DVF: Advancing Robust and Accurate Fine-Grained Image Retrieval with Retrieval Guidelines

Published: 20 Jul 2024, Last Modified: 21 Jul 2024MM2024 PosterEveryoneRevisionsBibTeXCC BY 4.0
Abstract: Fine-grained image retrieval (FGIR) aims to learn to generate visual representations that distinguish visually similar objects while maintaining generalization. Existing methods propose various techniques to generate discriminative features, but rarely consider the particularity of the FGIR task itself. This paper presents a meticulous analysis leading to the proposal of practical guidelines to identify subcategory-specific discrepancies and generate discriminative features to design high-performance FGIR models. These guidelines include emphasizing the object (G1), highlighting subcategory-specific discrepancies (G2), and employing effective training strategy (G3). Following G1 and G2, we design a novel Dual Visual Filtering mechanism for the plain visual transformer, denoted as DVF, to capture subcategory-specific discrepancies. Specifically, the dual visual filtering mechanism comprises an object-oriented module and a semantic-oriented module. These components serve to magnify objects and identify discriminative regions, respectively. Following G3, we implement a discriminative model training strategy to improve the discriminability and generalization ability of DVF. Extensive analysis and ablation studies confirm the efficacy of our proposed guidelines. Without bells and whistles, our DVF achieves state-of-the-art performance on three widely-used fine-grained datasets in closed-set and open-set settings.

-.-.-

Direction »
Please answer these questions from the abstract on fine-grained image retrieval:
(a) What does each of the three guidelines, G1, G2 and G3, call for?
(b) Which two modules make up the dual visual filtering mechanism?
(c) In which two settings does DVF reach state-of-the-art performance?
The lines that come next have nothing to do with the abstract.

-.-.-

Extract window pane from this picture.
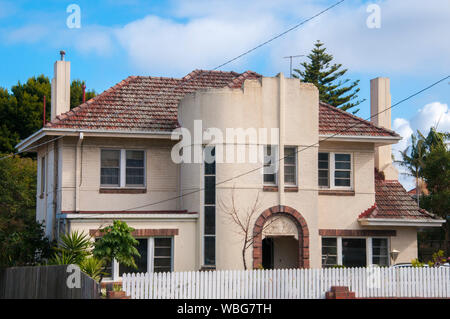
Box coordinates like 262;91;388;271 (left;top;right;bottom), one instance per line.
342;238;367;267
334;154;350;162
205;206;216;235
119;238;148;276
205;176;216;205
335;162;350;169
125;151;144;185
204;236;216;265
334;171;350;179
100;150;120;186
334;179;350;186
204;147;216;175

-.-.-

Task answer »
(a) G1 calls for emphasizing the object, G2 for highlighting subcategory-specific discrepancies, and G3 for employing an effective training strategy.
(b) An object-oriented module and a semantic-oriented module.
(c) Closed-set and open-set settings.